> Work to be completed
Please convert every line of the entries below into a Markdown table with two columns, Row and Line, where Row holds a running number and Line holds the line itself. Omit blank lines.

Entries from a dataset
..............................
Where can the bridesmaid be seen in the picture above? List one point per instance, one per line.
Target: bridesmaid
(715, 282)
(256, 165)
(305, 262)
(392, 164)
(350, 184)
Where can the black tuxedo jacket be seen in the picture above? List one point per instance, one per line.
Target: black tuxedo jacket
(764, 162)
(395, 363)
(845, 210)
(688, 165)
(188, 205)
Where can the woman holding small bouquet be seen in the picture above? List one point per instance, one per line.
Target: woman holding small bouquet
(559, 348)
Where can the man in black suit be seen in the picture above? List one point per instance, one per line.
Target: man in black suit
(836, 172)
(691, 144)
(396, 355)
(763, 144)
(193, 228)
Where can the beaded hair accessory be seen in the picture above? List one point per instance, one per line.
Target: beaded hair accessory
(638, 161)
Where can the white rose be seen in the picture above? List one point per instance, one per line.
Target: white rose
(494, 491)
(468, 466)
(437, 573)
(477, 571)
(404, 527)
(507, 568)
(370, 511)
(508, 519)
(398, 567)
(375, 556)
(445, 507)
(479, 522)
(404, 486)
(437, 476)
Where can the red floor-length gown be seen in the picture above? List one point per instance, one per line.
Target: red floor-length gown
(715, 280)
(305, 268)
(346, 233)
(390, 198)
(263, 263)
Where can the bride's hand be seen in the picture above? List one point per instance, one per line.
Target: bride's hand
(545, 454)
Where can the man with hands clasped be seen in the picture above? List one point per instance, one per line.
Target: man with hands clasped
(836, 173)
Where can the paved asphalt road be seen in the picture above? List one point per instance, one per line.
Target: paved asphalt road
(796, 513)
..............................
> Expected output
| Row | Line |
|---|---|
| 1 | Where can the bridesmaid be seen in the picture above? List one point per instance, one per line. |
| 2 | Target: bridesmaid |
| 3 | (715, 282) |
| 4 | (256, 165) |
| 5 | (305, 262) |
| 6 | (392, 164) |
| 7 | (350, 184) |
| 8 | Where can the black tuxedo jacket be seen in the picture above? List one point per instance, one per line. |
| 9 | Target: black tuxedo jacket |
| 10 | (764, 162) |
| 11 | (395, 363) |
| 12 | (845, 210) |
| 13 | (688, 165) |
| 14 | (188, 205) |
| 15 | Where can the woman holding small bouquet be seen in the picture above? List one point per instance, one per line. |
| 16 | Target: woman holding small bouquet |
| 17 | (559, 348) |
| 18 | Where can the man in black suit be seen in the picture above? List one point per instance, one per line. |
| 19 | Target: man in black suit |
| 20 | (836, 172) |
| 21 | (691, 144) |
| 22 | (396, 355) |
| 23 | (763, 144) |
| 24 | (193, 228) |
| 25 | Where can the beaded hair accessory be seen in the picture above? List one point per instance, one per line. |
| 26 | Target: beaded hair accessory |
| 27 | (638, 161) |
| 28 | Where can the white rose be seen in the picture above? List one point per instance, one per line. |
| 29 | Target: white rose |
| 30 | (494, 491) |
| 31 | (468, 466) |
| 32 | (437, 573) |
| 33 | (477, 571) |
| 34 | (404, 527) |
| 35 | (507, 568) |
| 36 | (370, 511) |
| 37 | (508, 519) |
| 38 | (398, 567) |
| 39 | (375, 556) |
| 40 | (445, 507) |
| 41 | (479, 522) |
| 42 | (404, 486) |
| 43 | (437, 476) |
| 44 | Where can the red floor-length gown be seen in the picture above? List one point per instance, one per line. |
| 45 | Target: red floor-length gown |
| 46 | (715, 280) |
| 47 | (305, 268) |
| 48 | (346, 233) |
| 49 | (390, 198) |
| 50 | (263, 263) |
| 51 | Where can the bride's hand be seen in the picture above? List one point per instance, one per line. |
| 52 | Target: bride's hand |
| 53 | (545, 454) |
| 54 | Where can the man with hands clasped be seen in the picture above? List one point per instance, one per line. |
| 55 | Target: man with hands clasped |
| 56 | (836, 173) |
| 57 | Where can the paved asphalt road be seen in the picture above? List one point per instance, one per line. |
| 58 | Target: paved asphalt road |
| 59 | (796, 513) |